Goal: Copy out every line of the entries below, and shift each coordinate in the answer points by adding -118 to it. Leave all other lines unchanged, including the lines that ask for points and the sample pairs.

Collection entries:
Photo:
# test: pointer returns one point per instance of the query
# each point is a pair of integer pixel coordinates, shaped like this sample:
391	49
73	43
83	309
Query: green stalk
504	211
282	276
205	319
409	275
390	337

Exercise solution:
Photo:
# test: pointer returns one point per instance of the query
# each point is a pair of integer pixel coordinates, shaped like this sample:
391	49
73	43
83	309
Query: green stalk
386	93
164	158
87	201
291	157
272	219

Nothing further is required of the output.